▶ [Text block]:
Saving Private Spine

AS is a stealthy disease, an invisible enemy attacking you in different ways and at different times. One day you are fine and the next you need assistance to walk. Since I've contracted AS, it feels like I’ve been drafted in a war that I don’t want to fight. I walk the fields of life looking over my shoulder wondering when my enemy will strike at me. I know I need to defend myself and not show that I am afraid or hurting because my enemy senses my vulnerabilities. How can I protect myself if I cannot see where the sniper dot on my chest is coming from? If anticipating an attack is impossible, then preparing for the unknown seems like a good defensive strategy.  My plan is to diminish the intensity and duration of each attack, thus evacuating the inflammation from its location. Medication is part of my strategy; like infrared goggles — you need them to fight in the dark, but medication won't do everything. Without weapons you can't fire back at your enemy. Exercise allows you to magnify your arsenal by slowing down the invasion of Ankylosis in your spine. Once it has invaded, there is no way of regaining that territory back. So what are you going to do? Go to war or go home? If territory is already lost do not give up hope, but you do need to reformulate your plan of attack.

Not all the soldiers fighting in this war are at the same level of physical restriction. We can form three main platoon units: Inflammatory, Partial Mobility and Total Immobilization. Each unit has specific tasks to complete in the fight against AS.

Inflammatory, the first platoon unit, needs to work on keeping the spine as mobile as possible while strengthening the surrounding muscles. No ankylosing invasion is yet present but the need to keep moving is essential in keeping the inflammation out of the area. Postural work is crucial to ensure normal vertebral curvature and preventing kyphosis of the spine.

The second unit, Partial Mobility, has fusion in their sacroiliac joint and back but can still work on maintaining the mobility of the vertebrae above and below the fused areas. They have specific spinal restrictions but must focus on mobility and function of the unfused segments to prevent injury to the fused segments.

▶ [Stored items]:
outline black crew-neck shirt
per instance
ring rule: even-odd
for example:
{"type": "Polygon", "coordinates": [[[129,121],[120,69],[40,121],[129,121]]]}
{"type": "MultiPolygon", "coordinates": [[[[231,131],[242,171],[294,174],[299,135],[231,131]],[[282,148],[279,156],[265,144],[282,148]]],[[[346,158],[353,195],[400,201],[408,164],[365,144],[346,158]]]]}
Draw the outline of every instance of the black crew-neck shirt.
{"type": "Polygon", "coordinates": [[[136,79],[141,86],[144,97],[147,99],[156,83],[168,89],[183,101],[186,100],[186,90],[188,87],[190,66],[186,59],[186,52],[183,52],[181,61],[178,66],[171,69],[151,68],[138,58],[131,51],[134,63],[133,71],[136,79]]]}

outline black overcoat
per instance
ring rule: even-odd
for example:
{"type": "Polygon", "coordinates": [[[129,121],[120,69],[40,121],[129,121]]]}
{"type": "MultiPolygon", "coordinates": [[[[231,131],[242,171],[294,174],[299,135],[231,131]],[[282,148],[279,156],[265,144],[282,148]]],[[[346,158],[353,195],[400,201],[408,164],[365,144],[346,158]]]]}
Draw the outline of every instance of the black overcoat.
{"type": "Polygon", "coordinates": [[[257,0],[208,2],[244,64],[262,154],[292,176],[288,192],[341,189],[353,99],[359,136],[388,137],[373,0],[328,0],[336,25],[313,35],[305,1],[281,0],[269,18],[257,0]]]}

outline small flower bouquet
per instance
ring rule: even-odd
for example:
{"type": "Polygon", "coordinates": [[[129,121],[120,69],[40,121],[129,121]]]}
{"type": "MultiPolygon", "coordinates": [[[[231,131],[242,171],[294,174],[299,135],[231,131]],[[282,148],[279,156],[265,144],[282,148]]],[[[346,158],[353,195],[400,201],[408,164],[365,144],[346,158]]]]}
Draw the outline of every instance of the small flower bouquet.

▶ [Required actions]:
A: Using the "Saving Private Spine" text, answer each question on its own line:
(i) To what does the writer compare medication?
(ii) What does postural work in the first platoon unit aim to prevent?
(iii) In which joint does the second unit, Partial Mobility, have fusion?
B: List every platoon unit that the "Saving Private Spine" text names.
C: Return the passage of the "Saving Private Spine" text that begins at the words "Not all the" and stops after "of the spine.".

▶ [Solved tasks]:
A:
(i) Infrared goggles
(ii) Kyphosis of the spine
(iii) The sacroiliac joint

B:
Inflammatory
Partial Mobility
Total Immobilization

C:
Not all the soldiers fighting in this war are at the same level of physical restriction. We can form three main platoon units: Inflammatory, Partial Mobility and Total Immobilization. Each unit has specific tasks to complete in the fight against AS.

Inflammatory, the first platoon unit, needs to work on keeping the spine as mobile as possible while strengthening the surrounding muscles. No ankylosing invasion is yet present but the need to keep moving is essential in keeping the inflammation out of the area. Postural work is crucial to ensure normal vertebral curvature and preventing kyphosis of the spine.